Stored data entries:
-----

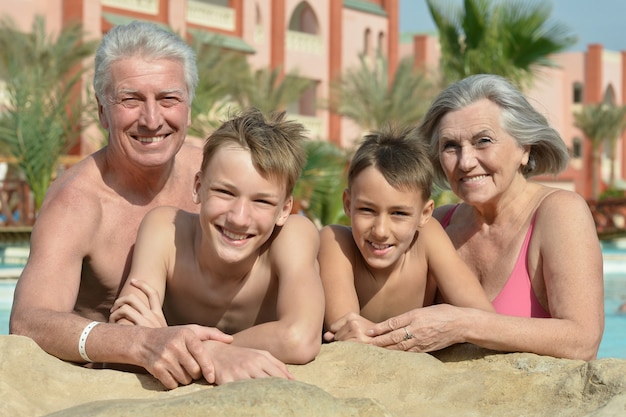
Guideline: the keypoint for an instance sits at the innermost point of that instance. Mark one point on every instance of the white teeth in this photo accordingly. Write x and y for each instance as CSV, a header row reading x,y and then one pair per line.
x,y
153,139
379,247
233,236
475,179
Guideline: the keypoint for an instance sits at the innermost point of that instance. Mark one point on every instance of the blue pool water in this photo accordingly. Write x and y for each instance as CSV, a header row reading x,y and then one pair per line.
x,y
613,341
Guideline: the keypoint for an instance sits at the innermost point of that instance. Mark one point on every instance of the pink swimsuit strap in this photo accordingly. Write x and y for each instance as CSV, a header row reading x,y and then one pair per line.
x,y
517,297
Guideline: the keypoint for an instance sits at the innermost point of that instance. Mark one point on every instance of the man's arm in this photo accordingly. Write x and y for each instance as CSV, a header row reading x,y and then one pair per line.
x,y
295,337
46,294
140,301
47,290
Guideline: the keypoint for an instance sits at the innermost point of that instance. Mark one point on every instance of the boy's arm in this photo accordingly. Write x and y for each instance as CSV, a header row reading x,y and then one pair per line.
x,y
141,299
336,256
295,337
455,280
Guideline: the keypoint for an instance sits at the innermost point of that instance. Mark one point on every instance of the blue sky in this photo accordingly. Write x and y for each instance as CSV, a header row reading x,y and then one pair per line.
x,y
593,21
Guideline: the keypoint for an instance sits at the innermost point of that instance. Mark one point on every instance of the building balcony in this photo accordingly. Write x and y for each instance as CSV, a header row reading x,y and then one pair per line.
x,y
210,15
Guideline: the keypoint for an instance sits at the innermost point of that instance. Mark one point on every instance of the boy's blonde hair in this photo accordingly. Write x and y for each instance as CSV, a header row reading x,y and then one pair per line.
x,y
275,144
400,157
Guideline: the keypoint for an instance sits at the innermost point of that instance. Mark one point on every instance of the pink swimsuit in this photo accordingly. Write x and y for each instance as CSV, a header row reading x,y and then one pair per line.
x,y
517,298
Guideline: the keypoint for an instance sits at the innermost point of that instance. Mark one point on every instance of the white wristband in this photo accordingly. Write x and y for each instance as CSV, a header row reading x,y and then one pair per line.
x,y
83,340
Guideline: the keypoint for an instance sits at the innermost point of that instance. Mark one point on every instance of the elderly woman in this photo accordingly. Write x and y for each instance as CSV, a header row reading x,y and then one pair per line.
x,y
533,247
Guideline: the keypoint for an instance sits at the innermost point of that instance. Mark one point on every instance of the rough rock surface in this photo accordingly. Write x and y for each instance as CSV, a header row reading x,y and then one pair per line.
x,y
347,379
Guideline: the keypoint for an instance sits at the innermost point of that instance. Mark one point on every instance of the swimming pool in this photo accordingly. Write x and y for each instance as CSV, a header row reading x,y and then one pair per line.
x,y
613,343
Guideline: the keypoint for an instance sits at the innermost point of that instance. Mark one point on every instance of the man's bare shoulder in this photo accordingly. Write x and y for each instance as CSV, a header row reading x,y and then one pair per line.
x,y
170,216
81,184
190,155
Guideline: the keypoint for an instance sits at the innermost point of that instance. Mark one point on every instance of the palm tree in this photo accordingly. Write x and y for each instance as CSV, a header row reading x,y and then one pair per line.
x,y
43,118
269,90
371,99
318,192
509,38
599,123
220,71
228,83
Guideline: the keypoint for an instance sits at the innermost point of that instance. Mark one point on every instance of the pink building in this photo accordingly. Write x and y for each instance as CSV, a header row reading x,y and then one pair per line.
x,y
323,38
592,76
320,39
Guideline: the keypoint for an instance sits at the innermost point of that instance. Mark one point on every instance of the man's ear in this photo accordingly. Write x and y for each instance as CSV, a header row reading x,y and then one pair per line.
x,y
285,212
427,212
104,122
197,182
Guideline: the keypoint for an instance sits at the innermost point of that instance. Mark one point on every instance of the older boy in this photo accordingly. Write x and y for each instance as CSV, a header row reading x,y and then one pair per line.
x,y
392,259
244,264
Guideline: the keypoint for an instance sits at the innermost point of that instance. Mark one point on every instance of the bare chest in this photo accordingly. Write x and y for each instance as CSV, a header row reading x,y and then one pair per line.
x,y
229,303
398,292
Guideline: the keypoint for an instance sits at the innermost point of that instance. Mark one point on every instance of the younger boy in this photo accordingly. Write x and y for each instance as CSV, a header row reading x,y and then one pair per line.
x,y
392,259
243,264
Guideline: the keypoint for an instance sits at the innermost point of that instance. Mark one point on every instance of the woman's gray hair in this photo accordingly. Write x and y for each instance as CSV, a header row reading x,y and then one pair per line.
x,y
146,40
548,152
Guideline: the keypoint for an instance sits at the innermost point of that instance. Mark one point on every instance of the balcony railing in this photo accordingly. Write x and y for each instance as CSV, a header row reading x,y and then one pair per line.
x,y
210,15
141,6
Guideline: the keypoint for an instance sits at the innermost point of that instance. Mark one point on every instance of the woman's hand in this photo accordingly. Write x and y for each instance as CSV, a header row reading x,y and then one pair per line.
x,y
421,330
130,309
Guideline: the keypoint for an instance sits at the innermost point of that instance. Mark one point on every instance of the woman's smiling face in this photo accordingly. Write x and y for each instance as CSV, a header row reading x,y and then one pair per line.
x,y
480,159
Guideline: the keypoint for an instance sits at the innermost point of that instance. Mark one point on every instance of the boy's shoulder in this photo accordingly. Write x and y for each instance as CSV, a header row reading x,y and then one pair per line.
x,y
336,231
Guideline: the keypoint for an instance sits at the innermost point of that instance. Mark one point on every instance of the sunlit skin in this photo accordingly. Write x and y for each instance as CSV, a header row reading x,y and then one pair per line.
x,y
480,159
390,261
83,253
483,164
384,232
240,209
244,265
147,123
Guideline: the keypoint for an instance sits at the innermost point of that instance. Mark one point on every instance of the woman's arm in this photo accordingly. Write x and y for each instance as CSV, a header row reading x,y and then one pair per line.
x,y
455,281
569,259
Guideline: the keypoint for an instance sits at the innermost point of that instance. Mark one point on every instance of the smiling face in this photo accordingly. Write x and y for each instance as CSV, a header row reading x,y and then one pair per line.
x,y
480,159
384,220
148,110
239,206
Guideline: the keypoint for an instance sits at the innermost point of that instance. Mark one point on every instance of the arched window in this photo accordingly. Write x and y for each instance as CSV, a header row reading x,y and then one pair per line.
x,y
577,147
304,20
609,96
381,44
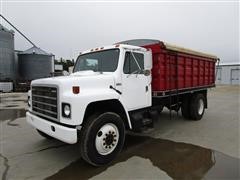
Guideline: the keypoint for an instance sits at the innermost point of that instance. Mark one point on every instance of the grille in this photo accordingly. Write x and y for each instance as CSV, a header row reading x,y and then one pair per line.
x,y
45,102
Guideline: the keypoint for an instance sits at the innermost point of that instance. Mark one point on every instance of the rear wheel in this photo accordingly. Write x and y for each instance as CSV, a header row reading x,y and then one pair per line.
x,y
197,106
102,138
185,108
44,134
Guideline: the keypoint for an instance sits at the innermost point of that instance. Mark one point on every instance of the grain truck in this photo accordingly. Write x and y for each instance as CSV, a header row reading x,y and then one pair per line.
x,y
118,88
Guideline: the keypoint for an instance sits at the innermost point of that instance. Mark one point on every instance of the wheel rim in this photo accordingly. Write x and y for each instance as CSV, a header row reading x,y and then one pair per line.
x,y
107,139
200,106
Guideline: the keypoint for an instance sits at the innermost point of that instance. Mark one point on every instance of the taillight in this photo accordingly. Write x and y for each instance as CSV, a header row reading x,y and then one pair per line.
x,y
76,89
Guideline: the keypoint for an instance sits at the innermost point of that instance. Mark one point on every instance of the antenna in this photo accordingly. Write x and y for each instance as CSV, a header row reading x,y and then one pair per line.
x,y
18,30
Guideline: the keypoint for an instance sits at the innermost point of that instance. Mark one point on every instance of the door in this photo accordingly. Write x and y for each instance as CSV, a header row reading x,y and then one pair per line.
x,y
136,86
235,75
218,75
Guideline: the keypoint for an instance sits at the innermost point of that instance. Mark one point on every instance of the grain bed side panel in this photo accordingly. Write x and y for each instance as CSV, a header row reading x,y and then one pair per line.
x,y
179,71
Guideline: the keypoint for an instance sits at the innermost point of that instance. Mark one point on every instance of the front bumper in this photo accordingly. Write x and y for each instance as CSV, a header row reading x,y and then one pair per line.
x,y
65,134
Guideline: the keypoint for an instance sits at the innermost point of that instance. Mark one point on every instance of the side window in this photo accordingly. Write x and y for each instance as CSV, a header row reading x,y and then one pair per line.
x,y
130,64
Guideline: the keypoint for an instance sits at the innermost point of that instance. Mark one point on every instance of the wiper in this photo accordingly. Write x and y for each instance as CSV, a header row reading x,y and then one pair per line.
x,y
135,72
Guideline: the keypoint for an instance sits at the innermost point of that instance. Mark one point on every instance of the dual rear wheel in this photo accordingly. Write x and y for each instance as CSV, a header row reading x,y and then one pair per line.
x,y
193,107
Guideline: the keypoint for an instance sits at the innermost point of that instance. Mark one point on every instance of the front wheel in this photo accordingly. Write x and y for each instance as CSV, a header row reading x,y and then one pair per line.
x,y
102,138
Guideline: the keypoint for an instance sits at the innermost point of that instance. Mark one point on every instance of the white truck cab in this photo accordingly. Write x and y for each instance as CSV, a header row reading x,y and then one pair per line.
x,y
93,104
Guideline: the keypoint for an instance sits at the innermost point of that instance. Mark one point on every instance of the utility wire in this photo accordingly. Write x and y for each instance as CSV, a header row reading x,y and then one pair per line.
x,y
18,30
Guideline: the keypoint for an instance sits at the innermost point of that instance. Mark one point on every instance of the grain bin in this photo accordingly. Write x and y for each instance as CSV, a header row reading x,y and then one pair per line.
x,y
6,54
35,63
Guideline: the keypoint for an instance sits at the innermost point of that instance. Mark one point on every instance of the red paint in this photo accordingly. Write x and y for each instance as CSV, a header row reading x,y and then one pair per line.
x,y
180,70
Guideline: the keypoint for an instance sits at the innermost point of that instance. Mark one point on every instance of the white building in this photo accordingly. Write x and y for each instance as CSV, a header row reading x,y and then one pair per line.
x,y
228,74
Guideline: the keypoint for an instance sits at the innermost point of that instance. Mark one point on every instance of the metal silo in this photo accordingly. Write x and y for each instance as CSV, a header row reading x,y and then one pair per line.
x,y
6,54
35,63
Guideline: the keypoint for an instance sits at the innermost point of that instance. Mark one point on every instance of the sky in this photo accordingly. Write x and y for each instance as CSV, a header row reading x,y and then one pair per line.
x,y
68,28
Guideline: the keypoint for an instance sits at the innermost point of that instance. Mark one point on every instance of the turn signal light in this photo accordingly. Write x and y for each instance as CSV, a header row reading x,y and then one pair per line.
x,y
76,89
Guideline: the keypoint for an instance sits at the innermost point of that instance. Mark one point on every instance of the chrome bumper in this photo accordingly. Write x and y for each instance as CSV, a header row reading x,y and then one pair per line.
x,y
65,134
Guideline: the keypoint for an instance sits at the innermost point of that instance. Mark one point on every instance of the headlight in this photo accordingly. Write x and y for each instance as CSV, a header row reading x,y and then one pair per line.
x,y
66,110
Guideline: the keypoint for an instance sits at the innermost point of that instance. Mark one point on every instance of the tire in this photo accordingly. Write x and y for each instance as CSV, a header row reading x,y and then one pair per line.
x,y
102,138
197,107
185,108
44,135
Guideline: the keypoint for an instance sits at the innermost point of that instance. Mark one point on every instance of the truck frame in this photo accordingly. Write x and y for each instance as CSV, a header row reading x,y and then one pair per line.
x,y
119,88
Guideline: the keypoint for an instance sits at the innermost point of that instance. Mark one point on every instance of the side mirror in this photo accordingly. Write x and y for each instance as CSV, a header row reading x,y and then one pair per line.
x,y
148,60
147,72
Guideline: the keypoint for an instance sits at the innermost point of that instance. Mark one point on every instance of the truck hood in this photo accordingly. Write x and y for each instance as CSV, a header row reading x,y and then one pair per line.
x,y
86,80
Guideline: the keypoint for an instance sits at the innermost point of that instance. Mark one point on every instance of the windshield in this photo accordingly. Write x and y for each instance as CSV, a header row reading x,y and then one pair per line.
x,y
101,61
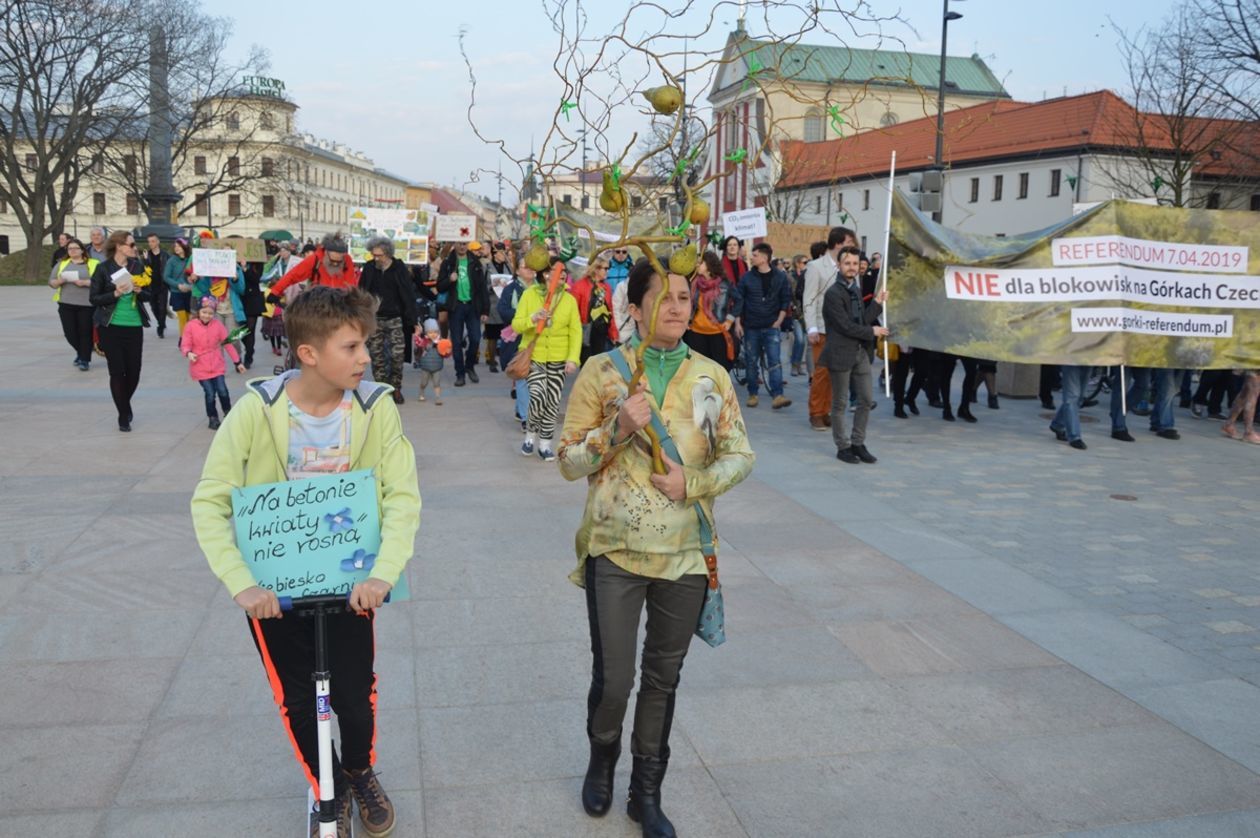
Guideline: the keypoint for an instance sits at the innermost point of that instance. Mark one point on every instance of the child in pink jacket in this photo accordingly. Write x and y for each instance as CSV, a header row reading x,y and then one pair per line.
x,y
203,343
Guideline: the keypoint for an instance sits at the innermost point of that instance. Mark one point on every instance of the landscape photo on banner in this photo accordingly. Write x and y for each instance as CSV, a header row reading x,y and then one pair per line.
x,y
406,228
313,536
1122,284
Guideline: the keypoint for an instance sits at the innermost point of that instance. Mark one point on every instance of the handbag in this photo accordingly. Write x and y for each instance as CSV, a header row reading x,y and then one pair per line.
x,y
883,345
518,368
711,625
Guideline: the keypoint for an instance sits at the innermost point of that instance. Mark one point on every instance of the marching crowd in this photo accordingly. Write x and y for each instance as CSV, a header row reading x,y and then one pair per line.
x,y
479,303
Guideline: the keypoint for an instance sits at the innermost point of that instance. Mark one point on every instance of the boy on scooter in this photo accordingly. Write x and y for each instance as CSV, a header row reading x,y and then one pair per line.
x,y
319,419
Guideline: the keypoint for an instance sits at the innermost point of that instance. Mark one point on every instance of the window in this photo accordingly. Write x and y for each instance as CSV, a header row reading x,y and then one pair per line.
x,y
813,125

-----

Activity
Lines from the one with "of the child" through the end of the data: set these down exactly, including both ends and nothing more.

Result of this task
Guideline: the keypoint for an instance sits at the innermost point of that instance. Mark one point on every instance of the child in pink jacket in this photo accordingly. Write x and y for each instance as CSV, a header row reading x,y and then one pair per line.
x,y
203,343
Guideline: the keypoint for an instance sits at the innermost point of that instance. Mark one point on every instance of the landscape photo on banner in this photo accordingly. Write x and y for each instance as CSV, a header row reading x,y and then one pair per line.
x,y
406,228
313,536
1122,284
Guideline: the keypoint for an instance sits at the innermost point of that instance. Mark one point on every instance of the handbag in this photo accordingly. Write x and y for each instance as CSV, a header row reading x,y and then one pair per line.
x,y
883,345
518,368
711,625
Guideline: the keypoint for an instance sits at the innermost point of that instance. Mark one point on every instance of the marching crowd in this photo accordingly. Write x and y for each instance as CSV, a header row reading x,y and then one pair per line.
x,y
479,303
Guideline: the keypoint for an instance sits at the innermost point of that instance. Mark one point on every instance of the boy on scooter in this photo accordingly. Write x and y for each instance as CSV, a header row reading x,y and then one pair per line.
x,y
319,419
Guideline: the keypoint for an instance sits at the innermost point of that instance. Mark one point on every instance of the window in this photo accordingly. Write x and y for each instance as CSV, a header row reading x,y and then one pair per line.
x,y
813,125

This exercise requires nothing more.